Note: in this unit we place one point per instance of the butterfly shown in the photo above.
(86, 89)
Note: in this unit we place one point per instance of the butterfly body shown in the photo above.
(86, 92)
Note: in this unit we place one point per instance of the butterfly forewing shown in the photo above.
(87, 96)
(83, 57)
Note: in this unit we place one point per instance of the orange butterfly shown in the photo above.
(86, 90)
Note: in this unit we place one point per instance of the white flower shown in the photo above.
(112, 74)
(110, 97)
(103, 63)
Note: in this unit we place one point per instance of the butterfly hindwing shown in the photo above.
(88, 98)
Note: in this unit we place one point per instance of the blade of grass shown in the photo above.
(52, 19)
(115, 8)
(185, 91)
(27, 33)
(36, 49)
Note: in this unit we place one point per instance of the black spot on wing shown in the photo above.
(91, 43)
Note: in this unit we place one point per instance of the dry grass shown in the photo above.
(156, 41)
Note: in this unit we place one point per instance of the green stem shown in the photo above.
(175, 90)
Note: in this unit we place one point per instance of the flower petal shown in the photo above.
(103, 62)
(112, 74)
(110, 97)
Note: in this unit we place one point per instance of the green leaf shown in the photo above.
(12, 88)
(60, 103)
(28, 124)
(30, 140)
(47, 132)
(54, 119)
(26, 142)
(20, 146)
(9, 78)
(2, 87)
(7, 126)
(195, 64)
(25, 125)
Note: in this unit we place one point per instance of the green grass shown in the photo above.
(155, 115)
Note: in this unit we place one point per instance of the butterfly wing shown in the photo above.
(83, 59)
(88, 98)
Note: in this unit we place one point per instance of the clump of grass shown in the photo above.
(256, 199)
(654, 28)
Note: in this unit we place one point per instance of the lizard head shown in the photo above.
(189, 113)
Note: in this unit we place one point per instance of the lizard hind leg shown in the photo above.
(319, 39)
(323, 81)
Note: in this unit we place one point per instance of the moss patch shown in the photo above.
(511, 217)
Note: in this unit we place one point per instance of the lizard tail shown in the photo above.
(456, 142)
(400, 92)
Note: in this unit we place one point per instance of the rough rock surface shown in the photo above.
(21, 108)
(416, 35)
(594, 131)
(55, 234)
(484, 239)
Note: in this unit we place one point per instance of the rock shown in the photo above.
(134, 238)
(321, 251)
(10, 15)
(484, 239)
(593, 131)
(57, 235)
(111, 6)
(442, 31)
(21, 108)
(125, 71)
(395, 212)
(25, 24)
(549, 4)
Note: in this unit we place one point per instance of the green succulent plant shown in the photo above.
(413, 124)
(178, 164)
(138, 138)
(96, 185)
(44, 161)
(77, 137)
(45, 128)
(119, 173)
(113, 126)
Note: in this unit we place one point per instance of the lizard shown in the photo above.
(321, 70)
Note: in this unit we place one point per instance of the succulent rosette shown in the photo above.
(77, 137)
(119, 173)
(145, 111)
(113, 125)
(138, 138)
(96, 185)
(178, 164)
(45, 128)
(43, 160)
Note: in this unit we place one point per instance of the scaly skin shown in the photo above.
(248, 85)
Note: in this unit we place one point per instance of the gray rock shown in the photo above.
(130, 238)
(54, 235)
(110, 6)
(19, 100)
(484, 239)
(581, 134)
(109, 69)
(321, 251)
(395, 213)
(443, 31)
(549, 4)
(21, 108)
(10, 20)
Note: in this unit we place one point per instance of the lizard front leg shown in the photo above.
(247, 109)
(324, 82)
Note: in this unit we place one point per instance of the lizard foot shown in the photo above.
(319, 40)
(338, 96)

┄┄┄┄┄┄┄┄┄┄

Rewrite all of the entries above, changing every "unit" to "lesson" and leaving everything else as it is.

Note: in this lesson we place one point per instance of the butterfly shown in the photo above.
(86, 89)
Note: in this lesson we place one point per instance of the butterfly body shown in the photo above.
(86, 92)
Note: in this lesson we place one point per instance of the butterfly forewing shown in the photo above.
(87, 96)
(83, 57)
Note: in this lesson we place one point per instance of the orange butterfly shown in the photo above.
(86, 90)
Note: in this lesson we place one point per instance of the white flower shown in the photo above.
(112, 74)
(110, 97)
(103, 63)
Note: in this lesson we place one point per instance of the butterfly hindwing shown in the photo above.
(88, 98)
Note: in this lesson we place one point per instance of the blade of grass shown in the photo above.
(52, 19)
(115, 8)
(185, 91)
(27, 33)
(36, 49)
Note: in this lesson we place one point per instance of the black spot on wing shown in the photo above.
(91, 43)
Note: in this lesson we place one point per instance of the dry grass shown in the photo above.
(156, 41)
Note: in this lesson we place one point per instance of the green stem shown in the photo above.
(175, 90)
Note: in this lesson we place one point per instance of the flower petal shown in the photo above.
(103, 62)
(112, 74)
(110, 97)
Note: in this lesson we place one point per instance of the green leaf shown in the photo above.
(12, 88)
(60, 103)
(28, 124)
(30, 140)
(47, 132)
(54, 119)
(26, 142)
(20, 146)
(9, 78)
(2, 87)
(7, 126)
(195, 64)
(25, 125)
Note: in this lesson we place one point per instance of the green grass shown in the photo above.
(155, 115)
Note: in this lesson we place one point per instance of the butterfly wing shown in the photo above.
(83, 59)
(88, 98)
Note: in this lesson we place one point per instance of the clump of grass shown in the photo above.
(256, 199)
(654, 28)
Note: in this lesson we place one point per instance of the lizard head shown in the photo above.
(189, 113)
Note: in this lesson we place one point per instance of the lizard hind leg shown in the photo above.
(319, 39)
(323, 81)
Note: in this lesson we place one point per instance of the moss patch shown in the photo above.
(511, 217)
Note: in this lesson we place one point per instance of the lizard tail shown in the photo above.
(456, 142)
(400, 92)
Note: in this lesson we place one point per instance of the rough rock surface shown in the photo above.
(21, 108)
(416, 35)
(594, 131)
(55, 234)
(484, 239)
Note: in this lesson we place one point per instance of the rock shown in the photo above.
(134, 238)
(321, 251)
(10, 15)
(484, 239)
(593, 131)
(57, 235)
(111, 6)
(442, 31)
(21, 108)
(125, 71)
(395, 212)
(25, 24)
(549, 4)
Note: in this lesson we place one point per instance of the green succulent plant shown in the photo above.
(413, 124)
(178, 164)
(138, 138)
(96, 185)
(44, 161)
(77, 137)
(45, 128)
(119, 173)
(113, 126)
Note: in this lesson we place one point per instance of the lizard shown in the photo above.
(321, 70)
Note: in this lesson we place one point per instance of the succulent rosette shown in the photo above.
(77, 137)
(119, 173)
(145, 111)
(113, 125)
(138, 138)
(96, 185)
(178, 164)
(45, 128)
(43, 160)
Note: in this lesson we place one point per instance of the scaly skin shown in the photo above.
(248, 85)
Note: in this lesson we place one point per instance of the gray rock shown in the photo above.
(130, 238)
(54, 235)
(110, 6)
(19, 100)
(484, 239)
(581, 134)
(109, 69)
(321, 251)
(395, 213)
(443, 31)
(549, 4)
(21, 108)
(10, 20)
Note: in this lesson we place one point per instance of the lizard front leg shown in the photo above.
(247, 109)
(324, 82)
Note: in this lesson we place one point per instance of the lizard foot shown in the photo above.
(319, 40)
(338, 96)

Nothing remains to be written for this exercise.